◆ Brano estratto:
Il corpo docente del Liceo Scientifico e Linguistico “Guglielmo Marconi” di Sassari ha approvato in assemblea una mozione dal titolo “La scuola non è neutrale: mozione per la condanna di ogni forma di occupazione, apartheid e genocidio”, sottoscritta da 77 insegnanti. Il documento rappresenta una presa di posizione chiara rispetto all’attualità internazionale, con un riferimento esplicito alla situazione in Palestina.
I docenti dichiarano di condannare con fermezza ogni forma di occupazione, apartheid, colonialismo e genocidio, ribadendo la responsabilità educativa di stimolare negli studenti consapevolezza storica, senso critico e attenzione al contesto geopolitico. La scuola, spiegano, non può limitarsi a un ruolo neutrale, ma ha il dovere di impegnarsi attivamente nella difesa della dignità umana, nella promozione della pace e nel rispetto del diritto internazionale.
La mozione impegna l’istituto a promuovere, fin dall’avvio dell’anno scolastico, occasioni di riflessione pubblica sui temi dei diritti umani e della legalità internazionale, coinvolgendo studenti, famiglie e territorio. È inoltre prevista l’adesione alle iniziative pacifiste promosse da missioni umanitarie, da organismi internazionali e dalla Global Sumud Flotilla, con l’obiettivo di sostenere percorsi condivisi per la risoluzione pacifica dei conflitti.
Il primo atto concreto individuato dai docenti sarà osservato il giorno d’inizio delle lezioni: un minuto di silenzio alle ore 10 in tutte le classi, per ricordare bambini, ragazze, ragazzi e insegnanti che non potranno più frequentare la scuola a causa di bombardamenti, aggressioni e distruzioni di edifici scolastici e universitari. L’istituto si impegna inoltre a diffondere la mozione agli organi di stampa locali e nazionali, con l’intento di sensibilizzare l’opinione pubblica sull’urgenza di riflettere collettivamente sui temi della pace e della giustizia.
Di seguito il testo integrale del documento sottoscritto.
In qualità di docenti, riteniamo che il nostro lavoro non si esaurisca nella trasmissione di conoscenze, ma includa la responsabilità profonda di formare cittadini e cittadine consapevoli, capaci di osservare criticamente la realtà, di riconoscerne le dinamiche, di nominarle per ciò che sono e di assumersi la responsabilità di prendere posizione. Educare e un atto politico e morale: implica il coraggio di scegliere da che parte stare, soprattutto nei momenti storici in cui i valori fondanti della convivenza civile vengono messi in discussione.

◆ Consegna scritta: Trascrivi senza modifiche il passo del brano sulla mozione dei docenti qui sopra, cominciando dalle parole "La mozione impegna" e fermandoti dopo le parole "pacifica dei conflitti.".

◆ Voci elencate:
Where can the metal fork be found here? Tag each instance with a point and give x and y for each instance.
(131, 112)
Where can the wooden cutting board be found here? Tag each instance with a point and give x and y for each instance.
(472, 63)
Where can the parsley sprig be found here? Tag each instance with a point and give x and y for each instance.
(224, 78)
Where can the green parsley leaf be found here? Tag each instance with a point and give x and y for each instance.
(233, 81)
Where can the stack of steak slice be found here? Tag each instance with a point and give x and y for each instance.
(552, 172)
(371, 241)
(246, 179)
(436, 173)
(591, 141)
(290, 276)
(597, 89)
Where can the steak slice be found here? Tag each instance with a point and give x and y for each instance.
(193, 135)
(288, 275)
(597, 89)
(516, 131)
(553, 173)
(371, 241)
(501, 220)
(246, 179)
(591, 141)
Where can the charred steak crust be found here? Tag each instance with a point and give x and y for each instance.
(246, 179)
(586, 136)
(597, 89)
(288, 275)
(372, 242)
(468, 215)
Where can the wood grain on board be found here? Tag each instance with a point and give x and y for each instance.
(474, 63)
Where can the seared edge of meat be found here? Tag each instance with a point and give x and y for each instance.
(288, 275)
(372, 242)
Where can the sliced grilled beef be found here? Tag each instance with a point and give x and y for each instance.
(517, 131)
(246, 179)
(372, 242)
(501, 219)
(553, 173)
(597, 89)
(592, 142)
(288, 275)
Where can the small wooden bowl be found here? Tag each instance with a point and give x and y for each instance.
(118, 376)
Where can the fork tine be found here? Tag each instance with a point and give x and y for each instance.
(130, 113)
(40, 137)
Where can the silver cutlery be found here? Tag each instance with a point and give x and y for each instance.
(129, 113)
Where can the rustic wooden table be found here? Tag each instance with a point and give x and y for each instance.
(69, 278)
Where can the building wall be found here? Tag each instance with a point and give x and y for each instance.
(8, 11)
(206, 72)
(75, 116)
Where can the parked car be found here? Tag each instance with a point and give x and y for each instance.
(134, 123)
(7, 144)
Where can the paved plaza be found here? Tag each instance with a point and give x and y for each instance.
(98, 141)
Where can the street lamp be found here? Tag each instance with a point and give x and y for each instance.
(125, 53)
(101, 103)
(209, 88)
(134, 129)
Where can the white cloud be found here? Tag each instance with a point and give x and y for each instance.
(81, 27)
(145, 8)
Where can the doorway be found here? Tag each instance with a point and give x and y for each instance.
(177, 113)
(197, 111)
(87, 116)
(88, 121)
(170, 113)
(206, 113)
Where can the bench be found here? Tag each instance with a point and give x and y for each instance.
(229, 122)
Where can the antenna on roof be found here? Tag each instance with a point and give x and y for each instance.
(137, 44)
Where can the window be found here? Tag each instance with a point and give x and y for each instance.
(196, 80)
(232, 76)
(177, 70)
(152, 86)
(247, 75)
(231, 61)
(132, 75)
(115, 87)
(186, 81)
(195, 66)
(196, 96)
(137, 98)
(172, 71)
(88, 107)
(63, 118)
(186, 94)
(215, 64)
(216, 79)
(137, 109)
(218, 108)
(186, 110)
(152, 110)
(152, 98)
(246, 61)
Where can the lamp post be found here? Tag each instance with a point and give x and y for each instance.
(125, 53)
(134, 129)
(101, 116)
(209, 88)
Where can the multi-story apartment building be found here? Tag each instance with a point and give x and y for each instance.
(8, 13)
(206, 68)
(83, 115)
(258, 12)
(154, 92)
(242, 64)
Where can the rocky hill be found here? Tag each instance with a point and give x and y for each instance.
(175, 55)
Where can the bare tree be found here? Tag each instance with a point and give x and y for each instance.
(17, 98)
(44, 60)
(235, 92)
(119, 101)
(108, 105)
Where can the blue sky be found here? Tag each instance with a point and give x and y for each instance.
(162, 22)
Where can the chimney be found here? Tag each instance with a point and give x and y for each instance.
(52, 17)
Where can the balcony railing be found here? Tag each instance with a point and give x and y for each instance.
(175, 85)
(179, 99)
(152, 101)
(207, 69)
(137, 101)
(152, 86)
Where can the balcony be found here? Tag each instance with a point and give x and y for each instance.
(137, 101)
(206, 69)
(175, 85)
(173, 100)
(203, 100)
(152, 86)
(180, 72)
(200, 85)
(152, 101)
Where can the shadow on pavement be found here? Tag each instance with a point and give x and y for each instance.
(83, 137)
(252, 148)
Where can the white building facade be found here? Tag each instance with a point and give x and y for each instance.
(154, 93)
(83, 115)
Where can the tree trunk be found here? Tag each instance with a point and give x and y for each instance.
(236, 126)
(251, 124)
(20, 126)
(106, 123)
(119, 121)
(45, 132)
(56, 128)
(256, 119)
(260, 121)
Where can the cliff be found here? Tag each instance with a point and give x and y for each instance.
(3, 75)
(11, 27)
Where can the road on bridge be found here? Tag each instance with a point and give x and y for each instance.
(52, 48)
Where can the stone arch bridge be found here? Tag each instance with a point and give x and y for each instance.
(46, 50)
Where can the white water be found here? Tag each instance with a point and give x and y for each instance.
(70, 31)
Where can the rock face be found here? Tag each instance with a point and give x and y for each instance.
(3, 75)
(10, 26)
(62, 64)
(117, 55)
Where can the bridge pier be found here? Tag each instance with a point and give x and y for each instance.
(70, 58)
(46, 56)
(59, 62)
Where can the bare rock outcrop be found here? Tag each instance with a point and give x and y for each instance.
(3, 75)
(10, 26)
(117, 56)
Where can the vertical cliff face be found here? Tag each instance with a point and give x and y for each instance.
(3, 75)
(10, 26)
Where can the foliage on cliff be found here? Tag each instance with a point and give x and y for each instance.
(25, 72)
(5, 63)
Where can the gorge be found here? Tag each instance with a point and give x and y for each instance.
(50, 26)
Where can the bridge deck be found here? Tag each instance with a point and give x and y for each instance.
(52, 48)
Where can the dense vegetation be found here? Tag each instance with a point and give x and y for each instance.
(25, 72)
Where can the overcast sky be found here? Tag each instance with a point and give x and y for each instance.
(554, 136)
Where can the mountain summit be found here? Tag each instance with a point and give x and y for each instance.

◆ Risposta all'esercizio:
La mozione impegna l’istituto a promuovere, fin dall’avvio dell’anno scolastico, occasioni di riflessione pubblica sui temi dei diritti umani e della legalità internazionale, coinvolgendo studenti, famiglie e territorio. È inoltre prevista l’adesione alle iniziative pacifiste promosse da missioni umanitarie, da organismi internazionali e dalla Global Sumud Flotilla, con l’obiettivo di sostenere percorsi condivisi per la risoluzione pacifica dei conflitti.